**Your goal:**
Print every line below exactly. Skip the pictures.

◆ ◆ ◆ ◆ ◆

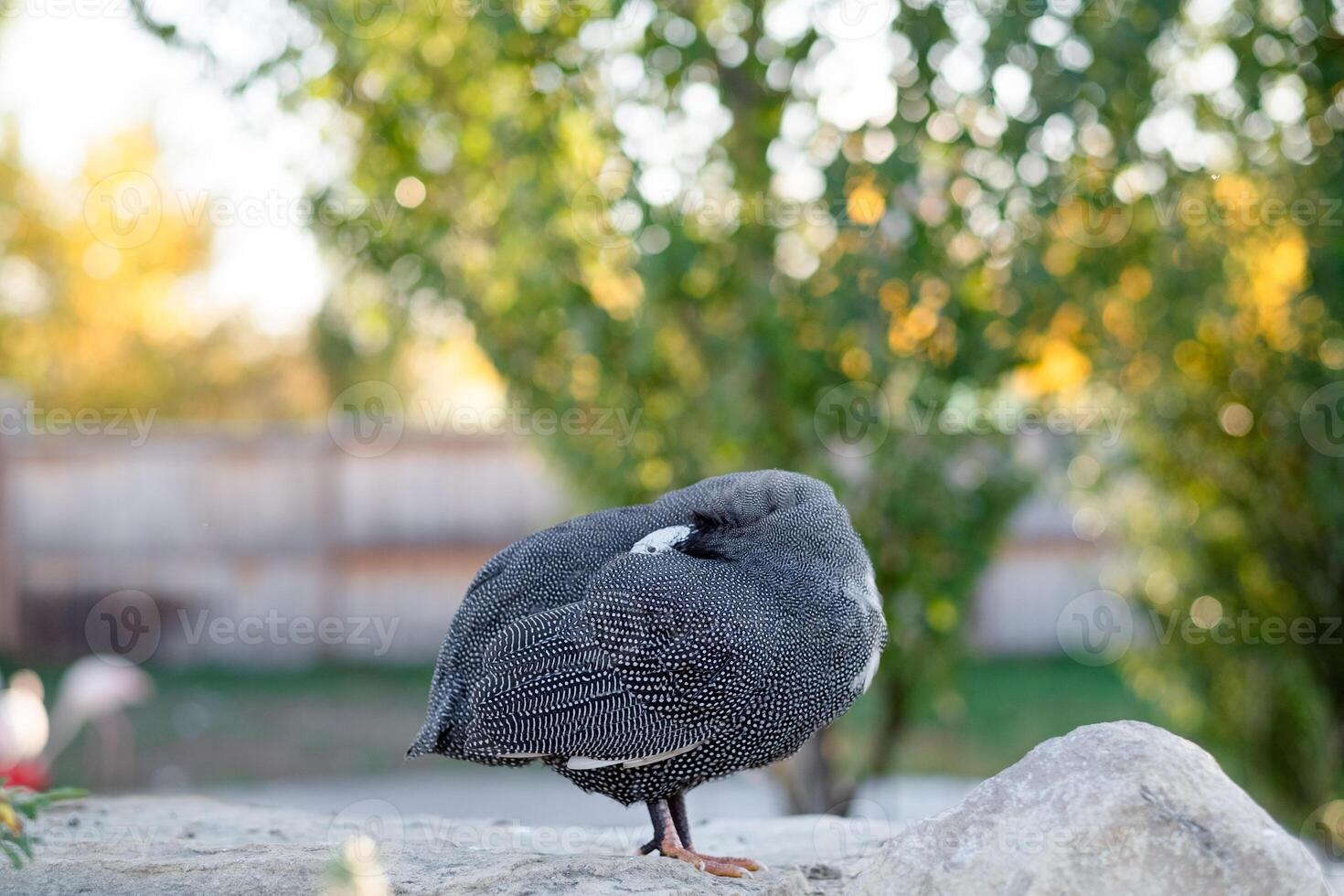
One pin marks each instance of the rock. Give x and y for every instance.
(1121, 809)
(1117, 809)
(174, 845)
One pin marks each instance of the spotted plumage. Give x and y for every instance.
(644, 650)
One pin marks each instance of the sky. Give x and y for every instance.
(73, 74)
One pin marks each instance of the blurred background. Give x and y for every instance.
(308, 308)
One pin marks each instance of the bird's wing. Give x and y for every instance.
(663, 652)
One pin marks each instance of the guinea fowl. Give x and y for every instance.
(644, 650)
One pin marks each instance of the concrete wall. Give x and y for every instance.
(263, 532)
(249, 541)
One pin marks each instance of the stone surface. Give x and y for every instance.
(1117, 809)
(1121, 809)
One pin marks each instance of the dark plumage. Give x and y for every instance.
(644, 650)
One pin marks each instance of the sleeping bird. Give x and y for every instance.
(644, 650)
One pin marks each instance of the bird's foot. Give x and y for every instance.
(720, 865)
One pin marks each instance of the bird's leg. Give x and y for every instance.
(672, 838)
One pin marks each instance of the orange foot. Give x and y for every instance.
(720, 865)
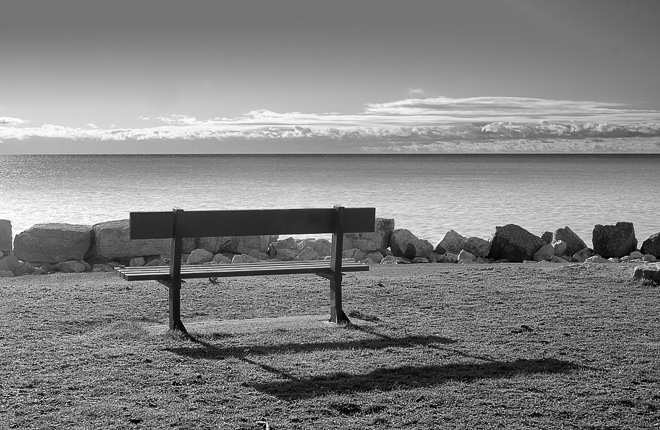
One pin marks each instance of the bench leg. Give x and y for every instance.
(174, 300)
(337, 314)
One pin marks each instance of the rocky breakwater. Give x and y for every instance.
(512, 243)
(75, 248)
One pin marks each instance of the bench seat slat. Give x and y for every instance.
(230, 270)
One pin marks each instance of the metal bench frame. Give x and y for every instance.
(178, 224)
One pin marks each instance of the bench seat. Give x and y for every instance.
(162, 273)
(177, 225)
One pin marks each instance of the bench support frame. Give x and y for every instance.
(333, 221)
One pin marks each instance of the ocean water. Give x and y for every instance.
(427, 194)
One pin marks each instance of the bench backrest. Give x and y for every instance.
(160, 225)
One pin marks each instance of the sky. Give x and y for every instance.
(277, 76)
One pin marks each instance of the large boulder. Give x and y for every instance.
(452, 242)
(112, 241)
(214, 245)
(199, 256)
(614, 240)
(377, 240)
(514, 243)
(245, 244)
(322, 247)
(546, 253)
(649, 271)
(573, 242)
(405, 244)
(477, 246)
(652, 245)
(280, 247)
(53, 243)
(5, 236)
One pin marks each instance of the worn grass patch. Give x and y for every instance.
(432, 346)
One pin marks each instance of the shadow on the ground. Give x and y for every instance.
(405, 377)
(381, 341)
(290, 387)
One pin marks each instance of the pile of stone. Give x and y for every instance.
(46, 248)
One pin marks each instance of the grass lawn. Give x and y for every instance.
(432, 346)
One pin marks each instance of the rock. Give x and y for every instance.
(214, 245)
(286, 254)
(420, 260)
(112, 241)
(597, 259)
(199, 256)
(245, 244)
(449, 258)
(12, 264)
(514, 243)
(322, 247)
(614, 240)
(289, 244)
(547, 236)
(307, 253)
(559, 247)
(71, 267)
(136, 262)
(390, 259)
(374, 257)
(573, 242)
(354, 254)
(243, 258)
(452, 242)
(545, 253)
(258, 255)
(465, 257)
(53, 243)
(477, 246)
(652, 245)
(405, 244)
(649, 271)
(368, 242)
(650, 258)
(102, 268)
(582, 255)
(221, 259)
(5, 236)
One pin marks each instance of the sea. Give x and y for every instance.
(428, 194)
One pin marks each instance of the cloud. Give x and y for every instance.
(426, 122)
(415, 92)
(11, 121)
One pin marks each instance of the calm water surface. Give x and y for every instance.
(427, 194)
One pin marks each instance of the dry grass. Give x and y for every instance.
(433, 346)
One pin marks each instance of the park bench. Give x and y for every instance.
(178, 224)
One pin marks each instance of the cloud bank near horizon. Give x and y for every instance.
(412, 122)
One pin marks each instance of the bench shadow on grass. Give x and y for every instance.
(406, 377)
(290, 387)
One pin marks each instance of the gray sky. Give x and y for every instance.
(93, 70)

◆ ◆ ◆ ◆ ◆

**Solution below:**
One pin marks each instance of the rock. Give x and y for every instance.
(1121, 809)
(1117, 809)
(174, 845)
One pin marks each instance of the spotted plumage. Give x and y for every instance.
(644, 650)
One pin marks each instance of the sky. Give x and y for every instance.
(73, 74)
One pin marks each instance of the blurred background. Give x and y for every instance.
(308, 308)
One pin marks each instance of the bird's wing. Give x and y for every instance.
(663, 652)
One pin marks each instance of the guinea fowl. Give x and y for every instance.
(644, 650)
One pin marks each instance of the concrete wall. Give x and y for every instance.
(263, 532)
(249, 541)
One pin marks each instance of the stone surface. Give x and y for every instance.
(1117, 809)
(1121, 809)
One pin marks each instance of the dark plumage. Give x and y for every instance.
(644, 650)
One pin marks each instance of the sleeping bird. Give x and y for every instance.
(644, 650)
One pin marks each instance of the bird's foot. Give x and y for every instance.
(720, 865)
One pin marks each instance of the bird's leg. Give x and y for every instance.
(672, 838)
One pin marks each instance of the orange foot. Give x and y for every instance.
(720, 865)
One pin marks each instance of the bench leg. Give x and y for every instance.
(174, 300)
(337, 314)
One pin marks each instance of the rocky breakwater. Give x and y for every instance.
(512, 243)
(75, 248)
One pin marks each instance of the bench seat slat. Give x and y for every instance.
(230, 270)
One pin marks each instance of the metal bench frame. Give x and y for every instance.
(178, 224)
One pin marks each instance of the bench seat. Give x and y for every instance.
(162, 273)
(177, 225)
One pin marks each instance of the bench support frame. Give x and y for every instance.
(333, 221)
One pin marks each instance of the ocean water. Give x and y for every instance.
(427, 194)
One pin marks each instance of the bench backrest. Give x and y for every instance.
(160, 225)
One pin marks each instance of the sky. Give x and y for every instance.
(277, 76)
One pin marks each instance of the large boulder. Give x and y for every instance.
(452, 242)
(112, 241)
(214, 245)
(199, 256)
(614, 240)
(377, 240)
(514, 243)
(245, 244)
(322, 247)
(546, 253)
(649, 271)
(573, 242)
(405, 244)
(477, 246)
(652, 245)
(280, 247)
(53, 243)
(5, 236)
One pin marks each instance of the worn grass patch. Give x and y for every instance.
(432, 346)
One pin marks each instance of the shadow on the ground. Give x and y for every instance.
(405, 377)
(381, 341)
(290, 387)
One pin marks each instance of the pile of stone. Give x and y for every instance.
(46, 248)
One pin marks each instance of the grass lawn. Give x and y for every instance.
(432, 346)
One pin marks each instance of the rock. Give x and y for every instance.
(214, 245)
(286, 254)
(420, 260)
(112, 241)
(597, 259)
(199, 256)
(245, 244)
(449, 258)
(12, 264)
(514, 243)
(322, 247)
(614, 240)
(289, 244)
(547, 236)
(307, 253)
(559, 247)
(71, 267)
(136, 262)
(390, 259)
(374, 257)
(573, 242)
(354, 254)
(243, 258)
(452, 242)
(545, 253)
(258, 255)
(465, 257)
(53, 243)
(477, 246)
(652, 245)
(405, 244)
(649, 271)
(368, 242)
(650, 258)
(102, 268)
(582, 255)
(221, 259)
(5, 236)
One pin marks each instance of the sea. Give x and y for every instance.
(428, 194)
One pin marks each instance of the cloud. Give x and y for every instance.
(426, 122)
(415, 92)
(11, 121)
One pin marks each instance of the calm water surface. Give x and y for every instance.
(427, 194)
One pin marks each instance of the dry grass. Give x and y for every instance.
(433, 346)
One pin marks each instance of the park bench. Give x and y for every instance.
(178, 224)
One pin marks each instance of the cloud bank near horizon. Give x and y for every instance.
(412, 122)
One pin marks each instance of the bench shadow on grass. Give x and y for every instance.
(406, 377)
(290, 387)
One pin marks each instance of the gray sky. Give x and y for every instance.
(93, 70)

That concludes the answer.